→ What the task asks
Extract the data exactly, missing nothing.

(Point-per-instance localization data)
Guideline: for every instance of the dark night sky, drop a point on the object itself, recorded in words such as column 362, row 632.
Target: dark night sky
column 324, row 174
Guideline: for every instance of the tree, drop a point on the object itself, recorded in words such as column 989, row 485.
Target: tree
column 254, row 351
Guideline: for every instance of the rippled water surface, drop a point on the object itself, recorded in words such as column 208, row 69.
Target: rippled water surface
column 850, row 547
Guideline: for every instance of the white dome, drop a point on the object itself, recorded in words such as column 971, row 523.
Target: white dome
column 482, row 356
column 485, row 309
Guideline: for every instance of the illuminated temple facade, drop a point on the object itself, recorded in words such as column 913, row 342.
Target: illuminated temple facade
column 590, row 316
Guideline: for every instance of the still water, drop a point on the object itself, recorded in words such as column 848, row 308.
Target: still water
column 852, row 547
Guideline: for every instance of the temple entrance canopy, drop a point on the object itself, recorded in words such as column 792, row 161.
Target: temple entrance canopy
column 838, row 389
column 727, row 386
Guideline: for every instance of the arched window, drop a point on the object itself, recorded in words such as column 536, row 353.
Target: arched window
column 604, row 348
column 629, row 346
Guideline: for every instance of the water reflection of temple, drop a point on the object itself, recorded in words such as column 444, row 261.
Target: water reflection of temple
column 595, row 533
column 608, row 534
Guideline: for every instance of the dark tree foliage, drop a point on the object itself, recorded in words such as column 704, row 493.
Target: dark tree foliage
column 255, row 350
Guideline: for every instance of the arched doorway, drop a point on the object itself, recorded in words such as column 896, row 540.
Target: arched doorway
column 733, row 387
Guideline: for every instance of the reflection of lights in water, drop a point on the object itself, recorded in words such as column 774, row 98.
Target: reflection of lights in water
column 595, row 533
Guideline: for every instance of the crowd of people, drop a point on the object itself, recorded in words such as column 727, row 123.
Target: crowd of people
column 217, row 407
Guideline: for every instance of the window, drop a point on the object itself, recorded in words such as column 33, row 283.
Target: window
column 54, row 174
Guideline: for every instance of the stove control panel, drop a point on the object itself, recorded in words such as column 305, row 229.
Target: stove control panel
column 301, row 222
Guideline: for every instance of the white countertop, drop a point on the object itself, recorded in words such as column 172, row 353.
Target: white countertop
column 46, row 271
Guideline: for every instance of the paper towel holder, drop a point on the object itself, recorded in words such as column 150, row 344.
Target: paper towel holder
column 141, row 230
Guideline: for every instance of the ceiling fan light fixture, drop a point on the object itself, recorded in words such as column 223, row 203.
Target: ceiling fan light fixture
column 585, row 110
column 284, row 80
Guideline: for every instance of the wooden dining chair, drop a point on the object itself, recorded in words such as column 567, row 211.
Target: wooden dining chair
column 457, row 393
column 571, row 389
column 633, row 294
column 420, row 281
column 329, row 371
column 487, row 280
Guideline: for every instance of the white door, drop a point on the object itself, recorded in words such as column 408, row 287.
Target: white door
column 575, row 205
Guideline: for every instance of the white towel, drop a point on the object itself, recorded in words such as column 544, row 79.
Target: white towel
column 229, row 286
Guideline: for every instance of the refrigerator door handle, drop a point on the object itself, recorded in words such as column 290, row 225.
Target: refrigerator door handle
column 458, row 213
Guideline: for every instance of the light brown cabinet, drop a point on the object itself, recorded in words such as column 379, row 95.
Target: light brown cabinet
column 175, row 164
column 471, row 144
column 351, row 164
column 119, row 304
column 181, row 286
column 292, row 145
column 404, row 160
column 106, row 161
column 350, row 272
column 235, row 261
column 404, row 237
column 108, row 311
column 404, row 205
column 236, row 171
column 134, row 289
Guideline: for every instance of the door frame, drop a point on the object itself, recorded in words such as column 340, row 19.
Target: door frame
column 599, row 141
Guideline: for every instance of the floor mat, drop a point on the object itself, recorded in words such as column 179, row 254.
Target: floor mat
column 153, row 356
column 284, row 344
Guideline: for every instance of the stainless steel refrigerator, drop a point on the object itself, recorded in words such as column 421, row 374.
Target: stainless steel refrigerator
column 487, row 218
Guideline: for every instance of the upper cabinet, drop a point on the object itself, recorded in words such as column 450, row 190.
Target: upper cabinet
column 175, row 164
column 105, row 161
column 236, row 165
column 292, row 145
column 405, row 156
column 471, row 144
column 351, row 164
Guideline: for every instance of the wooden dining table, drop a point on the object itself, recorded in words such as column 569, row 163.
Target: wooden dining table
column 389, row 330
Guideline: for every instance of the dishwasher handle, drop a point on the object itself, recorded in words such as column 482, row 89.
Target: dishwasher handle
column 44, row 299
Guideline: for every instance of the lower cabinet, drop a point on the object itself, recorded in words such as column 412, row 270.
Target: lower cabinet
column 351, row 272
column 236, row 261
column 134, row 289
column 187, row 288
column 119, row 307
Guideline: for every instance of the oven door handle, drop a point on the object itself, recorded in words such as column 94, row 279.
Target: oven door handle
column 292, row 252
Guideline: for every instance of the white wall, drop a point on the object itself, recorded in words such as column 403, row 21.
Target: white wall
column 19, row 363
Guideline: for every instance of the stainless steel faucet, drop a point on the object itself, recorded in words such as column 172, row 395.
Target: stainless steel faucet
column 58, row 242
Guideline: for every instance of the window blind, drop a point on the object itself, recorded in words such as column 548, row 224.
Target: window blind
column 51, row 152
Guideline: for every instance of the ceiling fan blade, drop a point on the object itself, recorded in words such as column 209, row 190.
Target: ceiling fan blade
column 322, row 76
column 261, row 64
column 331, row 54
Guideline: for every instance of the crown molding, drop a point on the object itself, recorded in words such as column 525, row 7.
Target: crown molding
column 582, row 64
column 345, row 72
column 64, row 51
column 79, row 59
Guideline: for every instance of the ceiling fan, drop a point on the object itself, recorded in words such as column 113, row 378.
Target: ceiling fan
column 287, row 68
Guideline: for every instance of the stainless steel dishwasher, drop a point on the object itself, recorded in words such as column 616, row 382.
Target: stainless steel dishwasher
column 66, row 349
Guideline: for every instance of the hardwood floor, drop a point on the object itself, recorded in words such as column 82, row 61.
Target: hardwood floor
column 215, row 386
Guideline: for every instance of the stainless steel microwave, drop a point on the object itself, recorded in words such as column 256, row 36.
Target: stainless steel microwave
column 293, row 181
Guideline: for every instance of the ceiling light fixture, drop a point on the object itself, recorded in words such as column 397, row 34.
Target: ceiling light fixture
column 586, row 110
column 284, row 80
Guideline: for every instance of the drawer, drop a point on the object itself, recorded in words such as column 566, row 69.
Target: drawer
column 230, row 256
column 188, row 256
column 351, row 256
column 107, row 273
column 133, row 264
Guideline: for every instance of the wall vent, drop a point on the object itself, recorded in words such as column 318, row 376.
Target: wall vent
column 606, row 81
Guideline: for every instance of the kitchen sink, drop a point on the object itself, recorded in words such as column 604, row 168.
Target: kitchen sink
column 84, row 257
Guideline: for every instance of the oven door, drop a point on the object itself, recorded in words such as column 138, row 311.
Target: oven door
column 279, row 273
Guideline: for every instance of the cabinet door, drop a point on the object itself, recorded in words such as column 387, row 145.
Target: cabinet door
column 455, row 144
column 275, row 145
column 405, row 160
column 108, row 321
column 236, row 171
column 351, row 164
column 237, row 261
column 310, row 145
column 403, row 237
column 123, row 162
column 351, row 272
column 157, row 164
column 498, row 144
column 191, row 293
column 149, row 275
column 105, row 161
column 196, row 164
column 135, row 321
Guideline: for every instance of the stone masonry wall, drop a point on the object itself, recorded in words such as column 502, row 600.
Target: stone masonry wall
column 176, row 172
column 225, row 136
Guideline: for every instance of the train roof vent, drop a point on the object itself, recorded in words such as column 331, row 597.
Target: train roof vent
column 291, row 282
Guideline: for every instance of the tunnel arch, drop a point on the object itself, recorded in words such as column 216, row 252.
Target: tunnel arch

→ Response to the exercise
Guideline: for every instance of the dark night sky, drop a point on the object itself, recorded in words such as column 362, row 632.
Target: dark night sky
column 324, row 174
Guideline: for every instance of the tree, drop a point on the object itself, recorded in words such as column 989, row 485.
Target: tree
column 254, row 351
Guideline: for every instance of the rippled water surface, drop a point on the object itself, recorded in words such as column 208, row 69.
Target: rippled water surface
column 850, row 547
Guideline: for every instance of the white dome, drop a point on the object itself, recorded in words such as column 971, row 523.
Target: white dome
column 482, row 356
column 485, row 309
Guideline: for every instance of the illuminated temple facade, drop a point on the object itself, recorded in words such as column 913, row 342.
Target: illuminated temple facade
column 590, row 316
Guideline: for every instance of the still water, drop a point on the object itself, recorded in words such as column 848, row 308.
Target: still water
column 852, row 547
Guideline: for every instance of the temple entrance canopy, drop a point on the object itself, recorded in words such as column 792, row 161.
Target: temple entrance canopy
column 838, row 389
column 727, row 386
Guideline: for every instance of the arched window, drop a point on the object itself, recorded in words such as column 536, row 353.
Target: arched window
column 604, row 348
column 629, row 346
Guideline: for every instance of the water reflection of temple, drop a point on the object itself, recorded in words such as column 444, row 261.
Target: water reflection of temple
column 595, row 533
column 608, row 534
Guideline: for every instance of the dark tree foliage, drop a point on the object itself, recorded in words such as column 704, row 493.
Target: dark tree foliage
column 255, row 350
Guideline: for every instance of the arched doorway, drop a point on the object itself, recorded in words such as column 896, row 540.
Target: arched doorway
column 733, row 387
Guideline: for every instance of the reflection of lights in water, drop a point on the object itself, recorded in words such as column 774, row 98.
Target: reflection of lights in water
column 595, row 533
Guideline: for every instance of the crowd of people, drop a point on the object itself, recorded in words such as column 727, row 123.
Target: crowd of people
column 217, row 407
Guideline: for every instance of the window, drop a point on the object itself, recorded in words such as column 33, row 283.
Target: window
column 54, row 174
Guideline: for every instance of the stove control panel, drop a point on the object itself, recorded in words such as column 305, row 229.
Target: stove control panel
column 301, row 222
Guideline: for every instance of the white countertop, drop a point on the object itself, recorded in words such as column 172, row 353.
Target: white countertop
column 46, row 271
Guideline: for every instance of the paper towel holder, drop a point on the object itself, recorded in words such as column 150, row 344.
Target: paper towel holder
column 141, row 230
Guideline: for every instance of the ceiling fan light fixture, drop a point on the object itself, recorded in words such as column 223, row 203.
Target: ceiling fan light fixture
column 585, row 110
column 284, row 80
Guideline: for every instance of the wooden dining chair, drop a point on the object itself, recorded in words such as column 567, row 211.
Target: wooden dining chair
column 457, row 393
column 571, row 389
column 633, row 294
column 420, row 281
column 329, row 371
column 487, row 280
Guideline: for every instance of the white door, drop a point on the object itself, recorded in words such as column 408, row 287.
Target: white door
column 575, row 205
Guideline: for every instance of the white towel, drop a point on the object itself, recorded in words such as column 544, row 79.
Target: white towel
column 229, row 286
Guideline: for every instance of the refrigerator door handle, drop a point on the object itself, recorded in words such as column 290, row 225.
Target: refrigerator door handle
column 458, row 213
Guideline: for every instance of the light brown cabinet, drop a point on the object itself, recorded in words such as column 379, row 95.
Target: light brown cabinet
column 175, row 164
column 471, row 144
column 351, row 164
column 119, row 304
column 181, row 286
column 292, row 145
column 404, row 160
column 106, row 161
column 350, row 272
column 235, row 261
column 404, row 237
column 108, row 311
column 404, row 205
column 236, row 171
column 134, row 289
Guideline: for every instance of the door frame, drop a point on the object itself, recorded in words such as column 340, row 19.
Target: door frame
column 599, row 141
Guideline: for every instance of the floor mat, drop a point on the object itself, recorded in words such as column 179, row 254.
Target: floor mat
column 153, row 356
column 284, row 344
Guideline: for every instance of the stainless steel refrigerator, drop a point on the object itself, recorded in words such as column 421, row 374.
Target: stainless steel refrigerator
column 487, row 218
Guideline: for every instance of the upper cabinet, drop a point on the object itself, recorded in words such as column 450, row 190.
Target: upper cabinet
column 175, row 164
column 105, row 161
column 236, row 165
column 292, row 145
column 405, row 156
column 471, row 144
column 351, row 164
Guideline: for every instance of the wooden dining table, drop a point on the object itself, recorded in words such as column 569, row 163.
Target: wooden dining table
column 389, row 330
Guideline: for every instance of the dishwasher handle, drop a point on the object itself, recorded in words such as column 482, row 89.
Target: dishwasher handle
column 44, row 299
Guideline: for every instance of the lower cabinet, drop a point on the object itself, recorded in words such as column 412, row 270.
Target: lower cabinet
column 351, row 272
column 236, row 261
column 134, row 289
column 187, row 288
column 119, row 307
Guideline: for every instance of the oven door handle, drop a point on the object itself, recorded in words such as column 94, row 279.
Target: oven door handle
column 292, row 252
Guideline: for every instance of the white wall, drop a point on the object itself, recorded in words such as column 403, row 21.
Target: white wall
column 19, row 363
Guideline: for every instance of the stainless steel faucet, drop a point on the object itself, recorded in words such as column 172, row 395.
Target: stainless steel faucet
column 58, row 242
Guideline: for every instance of the window blind, drop a point on the object itself, recorded in words such as column 548, row 224.
Target: window blind
column 51, row 152
Guideline: for every instance of the ceiling fan blade, drop a point on the object itself, recorded in words such as column 209, row 190.
Target: ceiling fan blade
column 322, row 76
column 261, row 64
column 331, row 54
Guideline: for every instance of the crown molding, drop a point on the object itself, recorded in words such as column 525, row 7.
Target: crown molding
column 582, row 64
column 345, row 72
column 64, row 51
column 79, row 59
Guideline: for every instance of the ceiling fan, drop a point on the object itself, recorded in words such as column 113, row 378.
Target: ceiling fan
column 287, row 68
Guideline: for every instance of the stainless steel dishwasher, drop a point on the object itself, recorded in words such as column 616, row 382.
Target: stainless steel dishwasher
column 66, row 349
Guideline: for every instance of the hardwood floor, drop a point on the object itself, recorded in words such as column 82, row 61.
Target: hardwood floor
column 215, row 386
Guideline: for every instance of the stainless steel microwave, drop a point on the object itself, recorded in words such as column 256, row 36.
Target: stainless steel microwave
column 293, row 181
Guideline: for every instance of the ceiling light fixture, drop a point on the object itself, recorded in words such as column 397, row 34.
Target: ceiling light fixture
column 586, row 110
column 284, row 80
Guideline: for every instance of the drawer, drop a point on the object itself, recorded in words such as column 566, row 69.
Target: drawer
column 230, row 256
column 188, row 256
column 351, row 256
column 107, row 273
column 133, row 264
Guideline: for every instance of the wall vent, drop a point on the object itself, recorded in words such as column 318, row 376.
Target: wall vent
column 606, row 81
Guideline: for every instance of the kitchen sink, drop a point on the object itself, recorded in words such as column 604, row 168.
Target: kitchen sink
column 84, row 257
Guideline: for every instance of the oven door, drop a point on the object itself, recorded in words such as column 138, row 311.
Target: oven door
column 279, row 273
Guideline: for every instance of the cabinet door, drop a point on the object itself, recorded in words such as column 387, row 145.
Target: cabinet door
column 455, row 144
column 275, row 145
column 405, row 160
column 108, row 321
column 236, row 171
column 351, row 164
column 237, row 261
column 310, row 145
column 403, row 237
column 123, row 162
column 351, row 272
column 157, row 164
column 498, row 144
column 191, row 293
column 149, row 275
column 105, row 161
column 196, row 164
column 135, row 321
Guideline: for every instance of the stone masonry wall, drop a point on the object itself, recorded in words such as column 502, row 600.
Target: stone masonry wall
column 176, row 172
column 225, row 136
Guideline: for every instance of the train roof vent, drop a point on the object itself, recorded in words such as column 331, row 597.
Target: train roof vent
column 291, row 282
Guideline: for every instance of the tunnel arch, drop a point on the object itself, recorded in words such as column 216, row 252.
Target: tunnel arch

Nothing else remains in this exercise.